_Source text_
/---

As expected, Spider-Man basically walks right into a John Hughes movie. He doesn’t get to teach the class with the straight-A students. He has to teach the class with the students who have a history of using their mutant powers to amplify their douche-baggery. This is probably a good way for Spider-Man to start looking for the mole. It could also be Storm and Beast’s way of saying, “Fuck you, Spider-Man. You’re teaching in the armpit of the Jean Grey Institute.” I think it might be a little of both.
But remarkably, it doesn’t turn into a cheap rip-off of Fast Times at Ridgemont High. There actually is a more serious point to be made here and it doesn’t involve how hard it is to teach teenagers to want more out of life than texting naked pictures of themselves to one another. He wants to teach these mutants things they can’t learn in the Danger Room. Even though these mutants have come to prefer it, Spider-Man doesn’t see that as an environment conducive to learning. As expected, the students don’t agree and Spider-Man gets a little exposed by one of the bamfs. That’s to be expected. He still got off easy compared to my homeroom teacher during my junior year of high school. I’m still not sure if that bone in her left hand healed.
Eventually, Spider-Man relents and allows his class to be taught in the Danger Room. So now he has to give a lecture while being attacked by killer robots. Because apparently that’s the only way mutants in the Marvel universe know how to function. It’s mindlessly enjoyable, as most killer robot fights are with the X-men. But this is where Spider-Man is able to make an important point that makes this story more than just a fancy Saved By The Bell spin-off.
Spider-man points out that while mutants learn to fight and survive, they don’t seem to make much of an effort to help others. They have such a diverse array of powers. They should be able to employ some of those powers to actually help ordinary humans. Because maybe, just maybe they’ll hate mutants a little less if they find out mutants can do shit for them. It works for Mexicans, sort of. But it’s actually something that nobody has bothered to point out to these mutants and something even the X-men seem to overlook. By training to fight so hard, should they really be shocked when they attract trouble.
It kind of reminds me of this guy who always put up giant middle finger on his front lawn instead of Christmas lights every holiday. He did it because he hated the holidays, but he also made himself an easy target. I can’t remember how many perfectly good eggs and toilet paper rolls were sacrificed for his douche-baggery. The X-men train so hard to fight and survive. While that made plenty of sense when they were on the verge of extinction, times have changed. Mutants aren’t going extinct. They’re growing in a world and they have to share that world. If they show their willingness to share that world by preparing for the day when they have to beat the shit out of every human on the planet, what message does that send? Treat someone like a bitch and they’re going to act bitchy. It’s simple physics.
As valid as this point is, Spider-Man can’t really get it across in the Danger Room. Killer robots tend to be a major distraction. Yet somehow some teachers insist on bitching about cell phones. First, Spider-Man makes a note of which of these asshole kids could be the mole. Then, he takes them on a field trip to a museum. That’s a nice compromise. Most students don’t mind field trips, if only because it means no boring lectures or pop quizzes. And he does use it to make another valid point.
He uses the dinosaurs as an example. They were once strong and powerful, like mutants are now. Now they’re extinct, existing only in museums and Jurassic Park movies. And part of the reason they went extinct is that they didn’t look out for each other. That and the giant asteroid didn’t help, but it’s still a good point to make. By not cooperating with one another, it doesn’t matter how well they can bust up a killer robot. They won’t be able to survive. It’s a point that the students don’t accept completely, but they don’t reject it either.

\---

_Tasks_
1) List every film or television show that the passage about Spider-Man's class names by title.
2) Carry on the passage about Spider-Man's class from its last sentence.
The rows play no part in what follows.

_Raw records_

/---

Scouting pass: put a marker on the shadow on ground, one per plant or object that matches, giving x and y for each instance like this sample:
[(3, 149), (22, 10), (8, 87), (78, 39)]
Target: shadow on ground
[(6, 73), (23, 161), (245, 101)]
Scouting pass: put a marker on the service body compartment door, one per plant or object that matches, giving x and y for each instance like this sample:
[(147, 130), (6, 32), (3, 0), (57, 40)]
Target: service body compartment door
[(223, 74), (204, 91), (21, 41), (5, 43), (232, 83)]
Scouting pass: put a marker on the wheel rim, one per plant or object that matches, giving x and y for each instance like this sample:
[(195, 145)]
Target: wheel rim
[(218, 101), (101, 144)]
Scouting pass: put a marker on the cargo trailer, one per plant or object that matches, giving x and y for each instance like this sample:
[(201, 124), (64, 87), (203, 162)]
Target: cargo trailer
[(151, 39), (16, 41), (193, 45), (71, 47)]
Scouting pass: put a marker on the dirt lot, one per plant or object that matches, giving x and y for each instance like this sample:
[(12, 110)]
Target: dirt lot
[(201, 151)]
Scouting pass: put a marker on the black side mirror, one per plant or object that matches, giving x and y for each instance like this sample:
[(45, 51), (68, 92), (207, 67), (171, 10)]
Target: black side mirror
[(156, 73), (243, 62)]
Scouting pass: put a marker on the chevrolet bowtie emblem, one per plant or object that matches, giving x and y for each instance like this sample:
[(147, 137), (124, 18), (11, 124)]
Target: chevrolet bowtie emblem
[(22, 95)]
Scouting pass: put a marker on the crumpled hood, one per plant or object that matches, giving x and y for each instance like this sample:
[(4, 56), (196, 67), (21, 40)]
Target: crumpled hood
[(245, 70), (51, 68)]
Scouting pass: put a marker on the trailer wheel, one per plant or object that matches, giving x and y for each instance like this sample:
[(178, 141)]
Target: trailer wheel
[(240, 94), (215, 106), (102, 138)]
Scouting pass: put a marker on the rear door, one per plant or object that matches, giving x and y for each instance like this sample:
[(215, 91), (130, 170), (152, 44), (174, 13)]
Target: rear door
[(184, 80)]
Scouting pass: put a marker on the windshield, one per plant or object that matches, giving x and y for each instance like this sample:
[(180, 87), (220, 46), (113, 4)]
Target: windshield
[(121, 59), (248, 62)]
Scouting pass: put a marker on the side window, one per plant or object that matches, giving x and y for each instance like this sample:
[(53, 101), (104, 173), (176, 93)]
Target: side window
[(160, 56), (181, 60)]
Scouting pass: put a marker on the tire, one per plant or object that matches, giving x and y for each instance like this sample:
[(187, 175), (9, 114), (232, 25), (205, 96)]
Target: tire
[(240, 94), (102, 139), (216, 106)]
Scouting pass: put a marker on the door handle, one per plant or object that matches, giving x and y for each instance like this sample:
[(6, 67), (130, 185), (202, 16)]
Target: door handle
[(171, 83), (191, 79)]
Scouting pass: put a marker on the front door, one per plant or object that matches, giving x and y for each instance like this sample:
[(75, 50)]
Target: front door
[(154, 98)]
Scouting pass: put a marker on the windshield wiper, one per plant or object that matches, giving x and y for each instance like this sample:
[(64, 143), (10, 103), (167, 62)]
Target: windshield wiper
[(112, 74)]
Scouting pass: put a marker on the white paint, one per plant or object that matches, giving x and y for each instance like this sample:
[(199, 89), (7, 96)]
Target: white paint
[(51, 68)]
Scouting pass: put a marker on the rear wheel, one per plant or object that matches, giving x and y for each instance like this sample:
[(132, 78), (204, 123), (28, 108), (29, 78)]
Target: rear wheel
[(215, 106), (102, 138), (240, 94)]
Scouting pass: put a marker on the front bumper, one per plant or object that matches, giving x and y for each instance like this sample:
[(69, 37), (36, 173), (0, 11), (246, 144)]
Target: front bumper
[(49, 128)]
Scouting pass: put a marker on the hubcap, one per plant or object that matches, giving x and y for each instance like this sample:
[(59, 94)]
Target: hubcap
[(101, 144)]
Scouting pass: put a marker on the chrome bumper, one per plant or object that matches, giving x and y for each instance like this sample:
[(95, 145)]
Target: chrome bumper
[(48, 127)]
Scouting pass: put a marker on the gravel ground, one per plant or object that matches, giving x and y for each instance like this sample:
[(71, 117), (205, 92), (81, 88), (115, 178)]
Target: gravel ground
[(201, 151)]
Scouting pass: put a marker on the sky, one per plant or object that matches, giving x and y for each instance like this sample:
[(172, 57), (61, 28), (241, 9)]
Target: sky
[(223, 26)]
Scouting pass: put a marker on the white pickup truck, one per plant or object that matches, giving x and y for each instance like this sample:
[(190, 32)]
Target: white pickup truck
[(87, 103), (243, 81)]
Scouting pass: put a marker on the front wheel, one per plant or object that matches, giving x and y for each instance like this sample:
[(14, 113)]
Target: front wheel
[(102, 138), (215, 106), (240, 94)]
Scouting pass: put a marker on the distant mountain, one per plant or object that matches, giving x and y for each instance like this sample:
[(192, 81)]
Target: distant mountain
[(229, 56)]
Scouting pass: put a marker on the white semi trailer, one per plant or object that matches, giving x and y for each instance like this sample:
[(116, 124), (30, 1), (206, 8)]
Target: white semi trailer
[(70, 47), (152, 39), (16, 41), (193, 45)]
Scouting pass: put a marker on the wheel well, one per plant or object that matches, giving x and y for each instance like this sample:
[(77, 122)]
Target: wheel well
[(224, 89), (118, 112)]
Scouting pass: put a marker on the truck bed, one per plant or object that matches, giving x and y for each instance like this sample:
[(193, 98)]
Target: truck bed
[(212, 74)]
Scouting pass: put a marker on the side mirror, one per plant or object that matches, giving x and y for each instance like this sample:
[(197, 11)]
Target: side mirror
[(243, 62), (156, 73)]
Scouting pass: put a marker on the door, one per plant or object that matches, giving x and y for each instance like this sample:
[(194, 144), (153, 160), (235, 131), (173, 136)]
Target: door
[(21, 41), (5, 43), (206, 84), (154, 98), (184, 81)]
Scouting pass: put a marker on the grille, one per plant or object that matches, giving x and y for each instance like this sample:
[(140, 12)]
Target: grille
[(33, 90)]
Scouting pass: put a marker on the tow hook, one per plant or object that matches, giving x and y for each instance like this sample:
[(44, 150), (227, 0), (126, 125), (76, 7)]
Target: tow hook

\---

_The responses_
1) Fast Times at Ridgemont High, Saved By The Bell, Jurassic Park

2)
It could’ve made for an enlightened moment or a surreal debate. At the very least, it could’ve helped Spider-Man actually challenge these mutants in a new way. But sadly, that’s one of those ideas, like not torturing prisoners of war, that makes too much sense. This overdue and insightful lesson basically falls apart when the field trip is interrupted by an attack by Stegron. No, I didn’t make that name up. I take way too much LSD to come up with something that original. It’s exactly what it sounds like, a dinosaur humanoid that doesn’t take kindly to extinction jokes.
It leads to another basic battle that’s not even as enjoyable as the battle against Unus. Killer monosters are basically the same as killer robots, but with a more diverse vocabulary. And the battle here has few surprises. But it feels way too fucking random and completely derails what was a genuinely interesting lesson that Spider-Man was attempting to teach. If I were in that class, I might actually pay attention instead of drawing boobs on my textbook. Not that I find killer monster dinosaurs boring, but this is shit we’ve been seeing in Fantastic Four comics for decades.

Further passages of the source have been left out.